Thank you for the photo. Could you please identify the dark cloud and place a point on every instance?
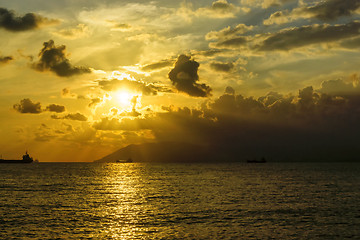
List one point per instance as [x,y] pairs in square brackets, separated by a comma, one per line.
[71,116]
[307,35]
[222,6]
[308,126]
[157,65]
[222,67]
[53,58]
[235,42]
[228,32]
[94,102]
[30,21]
[115,84]
[184,77]
[340,88]
[55,108]
[333,9]
[27,106]
[5,59]
[351,43]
• • •
▶ [Exercise prompt]
Copy the material above word for word, line by line, but leave out the picture.

▶ [Solution below]
Thank you for the photo. Could you please identify the dark cloud and place a point on every instance?
List one point per instance as [x,y] pairs in square brackets, separated by a comma, one per line.
[71,116]
[307,35]
[222,6]
[308,126]
[157,65]
[222,67]
[53,58]
[235,42]
[228,32]
[94,102]
[30,21]
[115,84]
[184,77]
[340,88]
[55,108]
[333,9]
[27,106]
[5,59]
[351,43]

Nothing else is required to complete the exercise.